● Exercise passage
──────

If using Echinacea in capsules or as a decoction the total daily dose ranges from 3-9 grams.
Ginger (Zingiber officinalis) is an herb with wide range of actions. Due to its warming qualities it will help move the blood, expectorate mucus, and aid to sluggish digestion. It is one of the culinary herbs, so we can integrate it to our daily diet. Due to this moving energy ginger carries, it is often added to herbal formulas as carrier (similar to cayenne) and to help reduce the pain (for example, menstrual pain due to blood stagnation). It is diaphoretic, meaning it will help sweat out. It is often used to combat nausea (not ginger ale soda kind of thing, please).
Cayenne (Capiscum annuum) is very HOT herb often used in culinary purposes. It has dispersing and warming qualities and it speeds up transportation of other herbs to its target tissue. Therefore it is often added to formulas. Obviously, it will increase circulation so it is beneficial for stagnant blood conditions. In the case of cold and flu it will help warm up if having chills, it will break the stagnation and help sweat out.
Let’s from talking move to making herbal preparations. Here are a few recipes.
1 piece fresh ginger
Squirt of lemon
Dash of honey
Grate ginger. Put it in a cup together with honey and lemon. Cover it and let it sit for 15 minutes. You can drink the liquid and chew on some pieces of ginger. How much water you put in this tea will determine its strength (read hotness).
1/4 teaspoon cayenne powder (or more or less)
tablespoon lemon juice
1 teaspoon honey (or to taste)
8 oz just boiled water.
Place the cayenne pepper in the cup, add honey and lemon and pour the water over it. Stir it. Hotter you drink it, better.

──────

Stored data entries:
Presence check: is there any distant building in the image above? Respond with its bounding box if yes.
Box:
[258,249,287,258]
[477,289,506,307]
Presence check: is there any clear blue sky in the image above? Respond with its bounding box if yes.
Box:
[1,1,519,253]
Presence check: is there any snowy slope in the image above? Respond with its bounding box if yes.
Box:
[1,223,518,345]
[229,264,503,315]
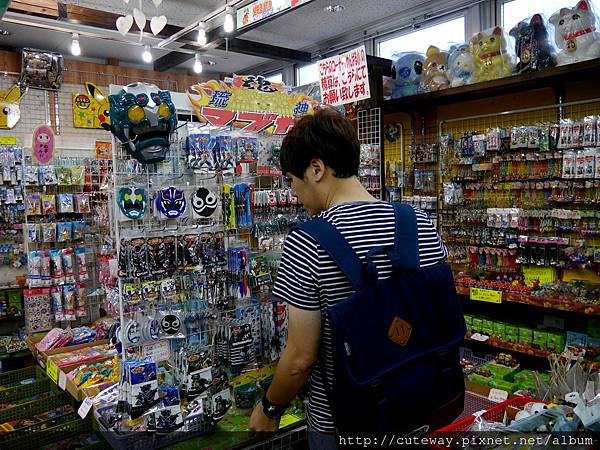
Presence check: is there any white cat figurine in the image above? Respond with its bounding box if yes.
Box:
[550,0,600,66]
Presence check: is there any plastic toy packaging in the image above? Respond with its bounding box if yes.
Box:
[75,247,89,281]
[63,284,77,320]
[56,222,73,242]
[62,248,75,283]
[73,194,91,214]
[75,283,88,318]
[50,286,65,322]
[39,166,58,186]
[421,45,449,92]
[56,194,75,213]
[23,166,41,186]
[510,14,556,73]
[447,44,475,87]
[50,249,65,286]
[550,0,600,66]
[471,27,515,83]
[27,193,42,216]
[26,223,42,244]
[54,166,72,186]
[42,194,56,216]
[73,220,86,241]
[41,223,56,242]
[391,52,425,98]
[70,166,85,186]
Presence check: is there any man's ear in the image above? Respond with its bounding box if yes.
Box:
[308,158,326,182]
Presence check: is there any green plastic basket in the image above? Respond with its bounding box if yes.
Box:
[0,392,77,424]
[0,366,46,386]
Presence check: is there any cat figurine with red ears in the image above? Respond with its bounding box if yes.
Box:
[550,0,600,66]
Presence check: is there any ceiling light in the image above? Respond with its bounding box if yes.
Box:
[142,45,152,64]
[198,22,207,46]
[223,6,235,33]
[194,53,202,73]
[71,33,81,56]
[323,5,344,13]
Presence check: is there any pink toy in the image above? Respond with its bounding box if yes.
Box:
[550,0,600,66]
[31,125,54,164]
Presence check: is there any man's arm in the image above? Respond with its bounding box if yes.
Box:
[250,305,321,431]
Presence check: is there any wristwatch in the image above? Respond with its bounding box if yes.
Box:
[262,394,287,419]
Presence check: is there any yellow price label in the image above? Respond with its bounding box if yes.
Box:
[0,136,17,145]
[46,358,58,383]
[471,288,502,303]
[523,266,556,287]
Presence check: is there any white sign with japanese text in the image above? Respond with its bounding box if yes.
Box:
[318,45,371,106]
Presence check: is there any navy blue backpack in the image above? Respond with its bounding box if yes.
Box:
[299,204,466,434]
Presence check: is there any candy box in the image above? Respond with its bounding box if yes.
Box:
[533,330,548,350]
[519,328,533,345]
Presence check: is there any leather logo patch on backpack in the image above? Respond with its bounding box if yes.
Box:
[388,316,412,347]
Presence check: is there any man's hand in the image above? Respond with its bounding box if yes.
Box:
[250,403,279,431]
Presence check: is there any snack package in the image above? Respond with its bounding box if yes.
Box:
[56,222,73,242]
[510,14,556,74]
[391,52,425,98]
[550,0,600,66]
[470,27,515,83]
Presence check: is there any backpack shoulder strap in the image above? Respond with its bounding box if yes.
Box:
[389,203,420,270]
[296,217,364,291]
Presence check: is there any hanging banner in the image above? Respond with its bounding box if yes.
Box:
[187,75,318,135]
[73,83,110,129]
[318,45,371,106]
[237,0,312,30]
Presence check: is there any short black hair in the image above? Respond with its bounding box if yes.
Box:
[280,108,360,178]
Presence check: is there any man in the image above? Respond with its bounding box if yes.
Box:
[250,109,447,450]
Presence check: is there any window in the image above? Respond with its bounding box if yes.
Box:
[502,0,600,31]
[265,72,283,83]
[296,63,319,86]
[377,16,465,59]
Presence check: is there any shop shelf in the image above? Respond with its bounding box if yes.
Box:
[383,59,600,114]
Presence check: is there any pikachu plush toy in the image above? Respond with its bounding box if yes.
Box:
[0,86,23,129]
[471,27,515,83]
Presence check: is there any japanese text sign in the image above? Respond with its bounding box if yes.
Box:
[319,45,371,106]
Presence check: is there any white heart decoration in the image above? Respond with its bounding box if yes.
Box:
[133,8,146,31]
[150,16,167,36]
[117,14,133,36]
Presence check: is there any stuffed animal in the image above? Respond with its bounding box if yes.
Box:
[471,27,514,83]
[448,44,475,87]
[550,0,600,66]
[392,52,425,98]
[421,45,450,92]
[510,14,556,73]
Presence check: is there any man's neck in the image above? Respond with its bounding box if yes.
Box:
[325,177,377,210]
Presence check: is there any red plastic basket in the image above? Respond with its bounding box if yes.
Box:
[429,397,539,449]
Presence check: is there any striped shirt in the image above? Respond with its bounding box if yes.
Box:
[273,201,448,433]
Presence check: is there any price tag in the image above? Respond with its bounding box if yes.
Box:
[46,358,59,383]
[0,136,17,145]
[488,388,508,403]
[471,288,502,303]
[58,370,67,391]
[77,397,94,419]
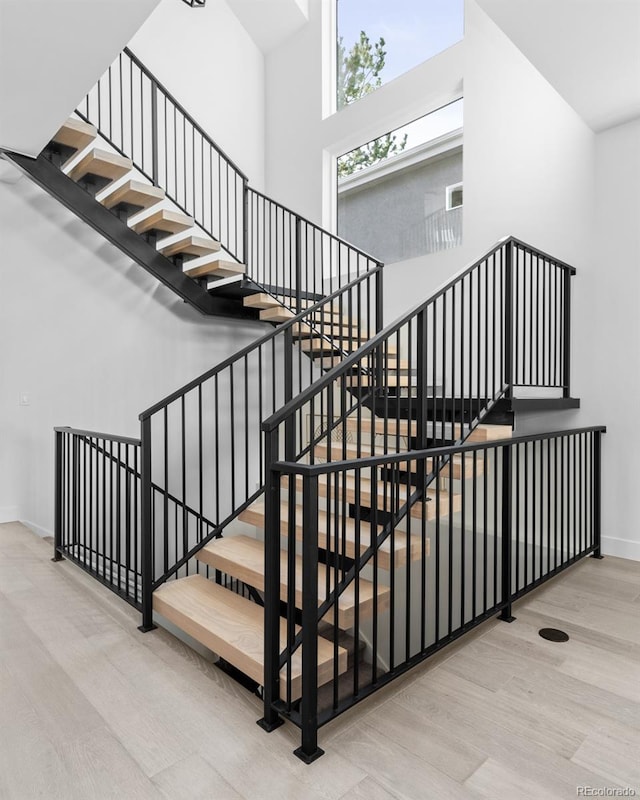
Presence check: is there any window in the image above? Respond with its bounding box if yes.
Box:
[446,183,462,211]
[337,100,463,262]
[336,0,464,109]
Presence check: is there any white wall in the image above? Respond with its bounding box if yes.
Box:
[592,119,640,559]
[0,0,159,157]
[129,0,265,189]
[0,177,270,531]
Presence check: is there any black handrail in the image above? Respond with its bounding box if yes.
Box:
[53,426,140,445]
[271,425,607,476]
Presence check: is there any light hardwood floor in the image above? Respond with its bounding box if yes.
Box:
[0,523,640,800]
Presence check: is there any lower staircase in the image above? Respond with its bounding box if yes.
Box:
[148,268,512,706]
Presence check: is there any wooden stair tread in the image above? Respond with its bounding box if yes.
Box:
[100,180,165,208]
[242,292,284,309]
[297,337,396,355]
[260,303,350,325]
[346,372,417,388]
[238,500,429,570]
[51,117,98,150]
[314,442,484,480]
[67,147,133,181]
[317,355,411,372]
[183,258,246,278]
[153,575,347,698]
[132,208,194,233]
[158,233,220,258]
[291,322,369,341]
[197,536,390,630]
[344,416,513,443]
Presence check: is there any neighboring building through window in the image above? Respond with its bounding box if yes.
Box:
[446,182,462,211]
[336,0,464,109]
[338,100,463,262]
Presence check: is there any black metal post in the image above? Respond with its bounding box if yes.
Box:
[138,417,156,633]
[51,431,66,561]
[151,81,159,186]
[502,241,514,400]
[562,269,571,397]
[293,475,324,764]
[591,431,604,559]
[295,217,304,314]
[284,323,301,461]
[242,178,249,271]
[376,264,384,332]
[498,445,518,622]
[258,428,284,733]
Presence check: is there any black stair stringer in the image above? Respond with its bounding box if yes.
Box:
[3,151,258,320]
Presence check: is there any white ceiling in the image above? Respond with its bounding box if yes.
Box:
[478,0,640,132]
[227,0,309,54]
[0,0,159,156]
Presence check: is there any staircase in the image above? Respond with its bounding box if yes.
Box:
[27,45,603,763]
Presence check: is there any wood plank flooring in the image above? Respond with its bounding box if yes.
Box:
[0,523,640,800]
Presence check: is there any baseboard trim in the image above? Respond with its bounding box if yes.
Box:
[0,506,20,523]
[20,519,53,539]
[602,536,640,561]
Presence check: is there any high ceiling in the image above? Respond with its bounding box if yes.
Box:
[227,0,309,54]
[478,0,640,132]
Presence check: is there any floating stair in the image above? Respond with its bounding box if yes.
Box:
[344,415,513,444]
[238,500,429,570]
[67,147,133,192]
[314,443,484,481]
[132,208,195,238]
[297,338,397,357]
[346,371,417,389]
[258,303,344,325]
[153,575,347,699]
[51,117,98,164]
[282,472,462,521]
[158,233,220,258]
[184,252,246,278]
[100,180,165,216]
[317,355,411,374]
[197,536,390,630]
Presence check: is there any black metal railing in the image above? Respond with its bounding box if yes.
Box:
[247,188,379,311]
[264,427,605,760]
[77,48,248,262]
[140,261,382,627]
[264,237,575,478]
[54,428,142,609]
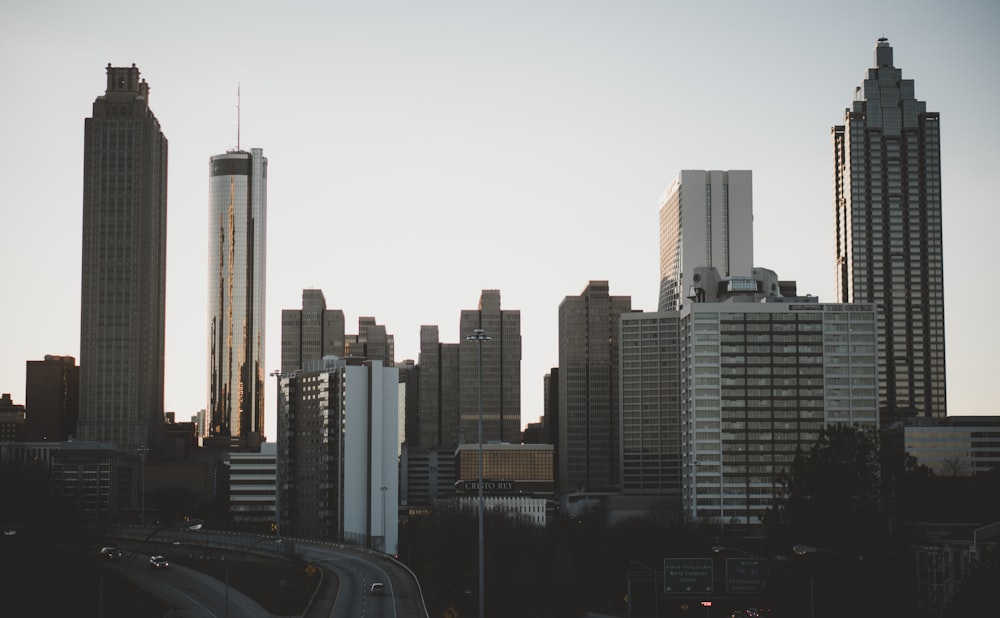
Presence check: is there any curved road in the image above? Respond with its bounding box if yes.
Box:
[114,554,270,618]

──────

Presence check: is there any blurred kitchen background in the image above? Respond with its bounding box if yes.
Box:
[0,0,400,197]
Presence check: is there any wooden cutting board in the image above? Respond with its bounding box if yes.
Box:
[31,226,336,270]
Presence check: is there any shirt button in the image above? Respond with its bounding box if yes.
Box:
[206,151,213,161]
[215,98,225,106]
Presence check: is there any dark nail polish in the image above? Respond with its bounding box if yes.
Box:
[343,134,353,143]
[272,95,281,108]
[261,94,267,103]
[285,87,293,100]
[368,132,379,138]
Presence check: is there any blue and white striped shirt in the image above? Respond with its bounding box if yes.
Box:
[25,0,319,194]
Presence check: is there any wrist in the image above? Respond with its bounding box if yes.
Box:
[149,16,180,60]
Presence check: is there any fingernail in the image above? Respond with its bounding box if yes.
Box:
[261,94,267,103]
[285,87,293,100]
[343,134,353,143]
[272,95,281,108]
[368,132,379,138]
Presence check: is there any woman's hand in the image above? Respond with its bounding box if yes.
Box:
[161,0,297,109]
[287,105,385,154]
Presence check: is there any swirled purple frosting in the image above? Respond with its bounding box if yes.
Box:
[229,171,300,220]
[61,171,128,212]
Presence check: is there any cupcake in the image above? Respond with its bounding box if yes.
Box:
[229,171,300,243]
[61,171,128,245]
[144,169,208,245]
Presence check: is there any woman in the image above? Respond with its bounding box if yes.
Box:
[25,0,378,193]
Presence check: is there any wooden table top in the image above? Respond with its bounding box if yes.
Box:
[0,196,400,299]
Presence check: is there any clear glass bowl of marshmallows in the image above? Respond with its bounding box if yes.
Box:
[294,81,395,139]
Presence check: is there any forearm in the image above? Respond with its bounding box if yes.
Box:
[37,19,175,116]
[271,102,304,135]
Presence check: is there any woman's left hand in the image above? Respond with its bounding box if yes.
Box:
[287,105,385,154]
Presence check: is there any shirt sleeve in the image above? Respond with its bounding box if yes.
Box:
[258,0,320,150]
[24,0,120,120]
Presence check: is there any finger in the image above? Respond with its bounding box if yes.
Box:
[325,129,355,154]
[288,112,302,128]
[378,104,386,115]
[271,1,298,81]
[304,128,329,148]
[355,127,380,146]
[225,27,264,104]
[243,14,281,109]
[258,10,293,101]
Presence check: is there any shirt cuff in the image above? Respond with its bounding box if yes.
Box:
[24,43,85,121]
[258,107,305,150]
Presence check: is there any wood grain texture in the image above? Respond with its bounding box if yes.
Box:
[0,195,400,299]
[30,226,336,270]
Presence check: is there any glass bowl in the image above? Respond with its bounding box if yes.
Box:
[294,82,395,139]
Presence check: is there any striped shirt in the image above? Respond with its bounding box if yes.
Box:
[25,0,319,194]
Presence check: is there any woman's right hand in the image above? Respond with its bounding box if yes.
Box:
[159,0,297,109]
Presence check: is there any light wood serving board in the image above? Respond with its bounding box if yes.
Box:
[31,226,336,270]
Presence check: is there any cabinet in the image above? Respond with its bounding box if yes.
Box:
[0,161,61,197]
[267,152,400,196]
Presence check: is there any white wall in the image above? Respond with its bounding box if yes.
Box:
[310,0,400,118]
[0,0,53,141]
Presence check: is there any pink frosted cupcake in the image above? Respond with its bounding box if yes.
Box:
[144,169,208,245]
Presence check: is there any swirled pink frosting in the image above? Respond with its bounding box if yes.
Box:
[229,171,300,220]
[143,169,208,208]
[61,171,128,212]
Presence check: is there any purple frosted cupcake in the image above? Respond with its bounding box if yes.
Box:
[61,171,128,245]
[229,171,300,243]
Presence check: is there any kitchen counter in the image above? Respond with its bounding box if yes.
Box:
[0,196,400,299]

──────

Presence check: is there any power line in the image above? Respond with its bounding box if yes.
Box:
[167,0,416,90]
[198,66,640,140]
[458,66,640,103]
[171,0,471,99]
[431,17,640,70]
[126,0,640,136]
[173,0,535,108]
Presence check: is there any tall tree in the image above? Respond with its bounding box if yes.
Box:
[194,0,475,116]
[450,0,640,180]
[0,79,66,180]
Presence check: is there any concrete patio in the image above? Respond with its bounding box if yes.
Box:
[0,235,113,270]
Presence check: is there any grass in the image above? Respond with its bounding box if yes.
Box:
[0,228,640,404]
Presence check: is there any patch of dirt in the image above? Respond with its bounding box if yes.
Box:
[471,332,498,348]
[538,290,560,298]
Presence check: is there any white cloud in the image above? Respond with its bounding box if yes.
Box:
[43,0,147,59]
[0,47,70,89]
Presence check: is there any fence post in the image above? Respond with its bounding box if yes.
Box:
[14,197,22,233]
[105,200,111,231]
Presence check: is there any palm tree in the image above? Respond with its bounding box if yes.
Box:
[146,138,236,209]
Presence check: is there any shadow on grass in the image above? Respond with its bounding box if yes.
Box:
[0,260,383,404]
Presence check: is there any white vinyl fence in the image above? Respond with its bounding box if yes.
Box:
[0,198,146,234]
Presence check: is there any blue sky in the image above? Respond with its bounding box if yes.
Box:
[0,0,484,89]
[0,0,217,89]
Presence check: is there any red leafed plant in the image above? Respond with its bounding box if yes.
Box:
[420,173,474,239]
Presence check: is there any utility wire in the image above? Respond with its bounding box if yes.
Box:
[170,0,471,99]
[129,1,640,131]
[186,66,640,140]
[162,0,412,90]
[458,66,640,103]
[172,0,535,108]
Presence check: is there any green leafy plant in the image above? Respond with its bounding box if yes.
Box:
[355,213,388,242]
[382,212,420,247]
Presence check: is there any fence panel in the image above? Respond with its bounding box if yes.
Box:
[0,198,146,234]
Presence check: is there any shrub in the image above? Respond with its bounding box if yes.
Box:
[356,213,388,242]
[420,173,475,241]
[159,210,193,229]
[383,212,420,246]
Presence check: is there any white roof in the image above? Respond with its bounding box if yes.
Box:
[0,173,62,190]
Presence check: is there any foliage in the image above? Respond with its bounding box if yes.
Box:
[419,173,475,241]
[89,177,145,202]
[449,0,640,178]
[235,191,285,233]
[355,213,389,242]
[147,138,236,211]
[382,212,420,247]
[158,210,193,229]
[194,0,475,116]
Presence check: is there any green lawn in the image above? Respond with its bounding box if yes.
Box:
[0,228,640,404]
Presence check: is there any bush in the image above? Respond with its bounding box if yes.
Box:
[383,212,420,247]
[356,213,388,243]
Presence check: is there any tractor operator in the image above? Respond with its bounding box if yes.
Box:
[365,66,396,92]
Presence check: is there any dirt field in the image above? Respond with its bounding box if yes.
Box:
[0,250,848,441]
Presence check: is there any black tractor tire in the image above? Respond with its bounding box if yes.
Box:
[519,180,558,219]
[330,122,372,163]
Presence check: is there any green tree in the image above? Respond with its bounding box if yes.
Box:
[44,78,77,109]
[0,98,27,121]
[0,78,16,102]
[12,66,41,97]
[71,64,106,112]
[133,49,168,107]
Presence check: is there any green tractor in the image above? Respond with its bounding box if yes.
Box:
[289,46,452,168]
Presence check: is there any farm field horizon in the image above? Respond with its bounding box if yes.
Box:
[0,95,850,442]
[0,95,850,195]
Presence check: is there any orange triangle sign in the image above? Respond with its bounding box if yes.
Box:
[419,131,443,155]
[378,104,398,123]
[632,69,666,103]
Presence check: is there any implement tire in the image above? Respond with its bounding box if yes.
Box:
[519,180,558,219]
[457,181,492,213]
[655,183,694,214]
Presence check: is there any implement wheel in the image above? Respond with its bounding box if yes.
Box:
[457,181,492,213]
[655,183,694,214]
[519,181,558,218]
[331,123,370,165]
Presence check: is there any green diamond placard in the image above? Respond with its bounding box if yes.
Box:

──────

● Problems to work on
1. Answer these questions from the herbal remedies text:
(a) What total daily dose range does it give for Echinacea taken in capsules or as a decoction?
(b) According to the text, what does "diaphoretic" mean?
(c) For how many minutes should the covered ginger mixture sit?
2. Write the next part of the herbal remedies text, picking up after its final sentence.
The data come from a separate source unrelated to the text.

● Answers for each item
1.
(a) 3-9 grams
(b) It will help sweat out.
(c) 15 minutes

2.
1 part elderberry
1 part elderflower
1 part echinacea
½ part oregano
½ part licorice
To make this tincture we will use folk method. You can decide what 1 part will mean to you (one tablespoon, one teaspoon, etc.). I used to make tinctures of all herbs separately, and I still do, but not too long ago one of my teachers, Rosemary Gladstar, said that, when making formulas, she puts all herbs together. This way herbs synchronize their energies and create unified field. And, definitely take less space on your shelf (one jar vs. many jars).
Back to our recipe, put all herbs in dry, wide mouthed jar and cover with alcohol (vodka, brandy). Make sure the alcohol is for at least two fingers above the herbs. Tighten the lid, label your jar (ingredients, date when you made it) and let it sit for 4-6 weeks (if having emergency situation before 4 weeks, take from jar amount you need, and leave the rest of herbs to sit some more). Shake it occasionally, and when time is up, strain the herbs and bottle the tincture. On the onset of flu, use it frequently, 40 drops on every 30-60 minutes.
This syrup comes from Rosmary Gladstar and it is handed to her from Hari Das Baba. That means it is really ancient….
Pinch of cayenne
Juice garlic and ginger in a juicer, not blander, so you literally get the juice. The final quantity should be 1-2 cups of fresh juice of each (meaning 2-4 cups total). Put the juice in sauce pan and add ¼ cup of honey to each cup of juice. Do not overheat, just to melt the honey and thicken a bit the juice. Add pinch of cayenne and put in jar. You can wrap the jar in blankets (original recipe) and put it in ground for 17 days. If living in the city and don’t have a yard, please do not give up this recipe, made it without burying it. In any case let it sit for 17 days. It is very strong smelling but ok tasting. Suggested dose for chronic problems is 1 teaspoon 3 times daily. For onset of cold or flu, use ¼ teaspoon every hour. It blends well with salad, rice and veggies.